◆ Exercise 1
Using the pandas forum thread below, decide whether each statement agrees with it: (a) the writer needs to merge three data frames; (b) the merge code joins the two data frames with an inner join; (c) after the merge, the column 'Sample_ID' is renamed to 'CONTROL'. Answer yes or no for each and quote the deciding words of the thread.

◆ Provided text
*****
How to add values in a pandas data frame based on values of two columns of one of the data frame mer-CodePudding

I need to calculate the sensitivity and specificity of a test based on another test that is my control. To do this I need to merge three data frames.

The first concatenation is between a column that contains all cases with another column that contains the control test´s results. (I know how to do this but I show this previous step to let you understand what I need to do at the end).

First data frame:

data = [['ch1.1234578C>T'], ['ch2.123459G>A'], ['ch3.234569A>T'], ['chX.246890A>G']]
 
comparison = pd.DataFrame(data, columns = ['All_common_variants_ID'])

comparison

All_common_variants_ID
1 ch1.1234578C>t
2 ch2.123459G>A
3 ch3.234569A>T
4 chX.246890A>G

Second data frame:

data = [['ch1.1234578C>T'], ['ch2.123459G>A']]
 
control = pd.DataFrame(data, columns = ['Sample_ID'])

control

Sample_ID
1 ch1.1234578C>T
2 ch2.123459G>A

I have merged these two data frames with this code:

comparative = comparison.merge(control[['Sample_ID']],left_on='All_common_variants_ID',right_on='Sample_ID',how='outer').fillna('Real negative')
comparative = comparative.rename(columns={'Sample_ID': 'CONTROL'})
*****
◆ Exercise 2
Convert everything in the records below, from the line containing "the black knit" down to the end of the records, into a JSON list of strings with one string per line and blank lines omitted.

Part of a data file:
*****
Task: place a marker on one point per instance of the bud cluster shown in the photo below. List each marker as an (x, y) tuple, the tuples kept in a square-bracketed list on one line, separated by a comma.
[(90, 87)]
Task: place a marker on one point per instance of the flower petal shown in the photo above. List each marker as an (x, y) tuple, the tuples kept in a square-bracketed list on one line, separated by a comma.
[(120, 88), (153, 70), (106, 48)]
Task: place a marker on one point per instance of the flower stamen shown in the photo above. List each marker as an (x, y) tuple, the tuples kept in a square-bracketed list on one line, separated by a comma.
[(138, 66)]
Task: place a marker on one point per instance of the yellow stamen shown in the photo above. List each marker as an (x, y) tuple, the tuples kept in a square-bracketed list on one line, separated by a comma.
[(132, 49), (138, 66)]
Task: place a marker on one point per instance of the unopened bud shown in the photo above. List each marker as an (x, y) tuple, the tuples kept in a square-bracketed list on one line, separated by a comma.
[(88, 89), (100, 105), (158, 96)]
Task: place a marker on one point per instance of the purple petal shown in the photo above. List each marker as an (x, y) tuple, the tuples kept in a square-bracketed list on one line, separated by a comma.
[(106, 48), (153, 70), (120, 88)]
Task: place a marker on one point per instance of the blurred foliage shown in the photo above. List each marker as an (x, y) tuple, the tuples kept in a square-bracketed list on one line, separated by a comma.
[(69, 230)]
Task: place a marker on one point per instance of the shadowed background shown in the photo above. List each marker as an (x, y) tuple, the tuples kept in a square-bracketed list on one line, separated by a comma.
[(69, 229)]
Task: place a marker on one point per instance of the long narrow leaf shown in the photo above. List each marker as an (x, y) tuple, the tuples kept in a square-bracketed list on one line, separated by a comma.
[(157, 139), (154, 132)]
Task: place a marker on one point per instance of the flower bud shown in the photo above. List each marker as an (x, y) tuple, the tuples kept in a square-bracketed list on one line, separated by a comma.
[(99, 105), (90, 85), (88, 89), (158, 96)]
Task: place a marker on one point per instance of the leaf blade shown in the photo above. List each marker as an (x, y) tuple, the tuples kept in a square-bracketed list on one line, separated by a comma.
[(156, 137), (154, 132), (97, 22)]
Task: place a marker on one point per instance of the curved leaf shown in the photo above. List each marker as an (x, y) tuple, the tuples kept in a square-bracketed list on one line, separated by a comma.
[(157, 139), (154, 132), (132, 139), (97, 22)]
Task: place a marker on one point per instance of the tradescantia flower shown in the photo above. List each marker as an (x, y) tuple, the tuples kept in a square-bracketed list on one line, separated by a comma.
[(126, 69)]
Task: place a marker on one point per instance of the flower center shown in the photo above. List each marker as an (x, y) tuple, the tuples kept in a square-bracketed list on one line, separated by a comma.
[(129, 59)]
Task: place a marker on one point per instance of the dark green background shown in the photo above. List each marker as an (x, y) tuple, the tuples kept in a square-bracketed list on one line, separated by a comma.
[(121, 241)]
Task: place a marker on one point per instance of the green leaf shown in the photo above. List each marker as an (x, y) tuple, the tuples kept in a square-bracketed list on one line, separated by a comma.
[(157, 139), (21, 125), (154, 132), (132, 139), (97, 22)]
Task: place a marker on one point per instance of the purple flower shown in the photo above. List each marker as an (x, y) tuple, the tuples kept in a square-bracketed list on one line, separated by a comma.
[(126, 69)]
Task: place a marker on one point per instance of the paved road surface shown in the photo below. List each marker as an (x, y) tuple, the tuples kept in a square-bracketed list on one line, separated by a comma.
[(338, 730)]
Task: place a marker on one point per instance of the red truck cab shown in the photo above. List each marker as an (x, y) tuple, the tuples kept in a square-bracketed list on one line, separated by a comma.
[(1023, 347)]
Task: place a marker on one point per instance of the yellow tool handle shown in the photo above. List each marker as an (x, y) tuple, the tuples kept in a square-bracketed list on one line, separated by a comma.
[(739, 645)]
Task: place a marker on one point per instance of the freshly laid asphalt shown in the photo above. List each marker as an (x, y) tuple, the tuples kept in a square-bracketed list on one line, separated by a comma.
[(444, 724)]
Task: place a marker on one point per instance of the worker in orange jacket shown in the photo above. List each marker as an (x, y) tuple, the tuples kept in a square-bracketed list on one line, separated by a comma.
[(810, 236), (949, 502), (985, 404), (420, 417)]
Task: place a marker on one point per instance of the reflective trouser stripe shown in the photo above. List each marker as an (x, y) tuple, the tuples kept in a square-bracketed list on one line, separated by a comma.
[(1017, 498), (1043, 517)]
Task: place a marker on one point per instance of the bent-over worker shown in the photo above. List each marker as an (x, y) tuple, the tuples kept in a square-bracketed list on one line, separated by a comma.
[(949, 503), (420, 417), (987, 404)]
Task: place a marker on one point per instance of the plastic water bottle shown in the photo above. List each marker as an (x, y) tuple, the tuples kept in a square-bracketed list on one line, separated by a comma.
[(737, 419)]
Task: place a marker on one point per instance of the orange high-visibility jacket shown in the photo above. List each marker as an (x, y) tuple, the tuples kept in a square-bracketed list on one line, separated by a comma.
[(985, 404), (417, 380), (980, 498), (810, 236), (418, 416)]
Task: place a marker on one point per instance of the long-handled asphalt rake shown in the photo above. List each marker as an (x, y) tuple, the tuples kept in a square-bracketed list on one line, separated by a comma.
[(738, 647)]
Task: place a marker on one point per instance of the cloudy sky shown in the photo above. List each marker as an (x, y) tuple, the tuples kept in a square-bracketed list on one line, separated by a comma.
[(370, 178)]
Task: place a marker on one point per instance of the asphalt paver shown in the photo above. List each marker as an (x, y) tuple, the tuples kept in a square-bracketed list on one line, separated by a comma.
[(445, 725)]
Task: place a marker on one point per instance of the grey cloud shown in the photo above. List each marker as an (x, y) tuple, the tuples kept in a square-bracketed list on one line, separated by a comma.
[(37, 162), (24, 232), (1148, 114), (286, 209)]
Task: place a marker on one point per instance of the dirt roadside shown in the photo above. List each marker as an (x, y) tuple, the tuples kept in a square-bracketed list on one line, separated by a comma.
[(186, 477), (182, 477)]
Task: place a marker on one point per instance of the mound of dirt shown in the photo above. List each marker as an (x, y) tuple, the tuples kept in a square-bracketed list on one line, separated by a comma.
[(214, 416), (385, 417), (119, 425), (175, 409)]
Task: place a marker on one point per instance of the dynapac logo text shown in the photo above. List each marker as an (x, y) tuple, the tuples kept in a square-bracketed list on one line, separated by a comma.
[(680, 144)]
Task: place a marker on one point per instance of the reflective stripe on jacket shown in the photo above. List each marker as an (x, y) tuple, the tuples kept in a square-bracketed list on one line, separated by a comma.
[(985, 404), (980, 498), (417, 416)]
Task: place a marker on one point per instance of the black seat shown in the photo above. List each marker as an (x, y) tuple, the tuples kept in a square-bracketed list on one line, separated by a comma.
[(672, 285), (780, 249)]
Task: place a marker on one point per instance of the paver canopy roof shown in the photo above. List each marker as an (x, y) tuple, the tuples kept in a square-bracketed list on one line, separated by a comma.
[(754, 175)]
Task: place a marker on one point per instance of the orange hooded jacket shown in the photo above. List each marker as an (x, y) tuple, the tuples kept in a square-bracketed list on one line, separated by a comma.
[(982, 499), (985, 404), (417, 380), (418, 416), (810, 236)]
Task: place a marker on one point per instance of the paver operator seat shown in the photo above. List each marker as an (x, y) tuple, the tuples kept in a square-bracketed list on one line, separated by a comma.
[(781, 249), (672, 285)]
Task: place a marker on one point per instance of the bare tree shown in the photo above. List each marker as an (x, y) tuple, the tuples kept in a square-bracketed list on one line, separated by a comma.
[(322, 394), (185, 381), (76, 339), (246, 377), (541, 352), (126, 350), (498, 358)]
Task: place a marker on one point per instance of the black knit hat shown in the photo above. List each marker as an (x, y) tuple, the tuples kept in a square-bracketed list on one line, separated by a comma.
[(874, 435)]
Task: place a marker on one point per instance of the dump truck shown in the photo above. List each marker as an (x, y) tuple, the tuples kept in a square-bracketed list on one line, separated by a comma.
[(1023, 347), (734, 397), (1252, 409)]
*****
◆ Exercise answer 1
(a) Yes: "To do this I need to merge three data frames."
(b) No: "how='outer'"
(c) Yes: "comparative = comparative.rename(columns={'Sample_ID': 'CONTROL'})"

◆ Exercise answer 2
[
  "Task: place a marker on one point per instance of the black knit hat shown in the photo above. List each marker as an (x, y) tuple, the tuples kept in a square-bracketed list on one line, separated by a comma.",
  "[(874, 435)]",
  "Task: place a marker on one point per instance of the dump truck shown in the photo above. List each marker as an (x, y) tuple, the tuples kept in a square-bracketed list on one line, separated by a comma.",
  "[(1023, 347), (734, 397), (1252, 409)]"
]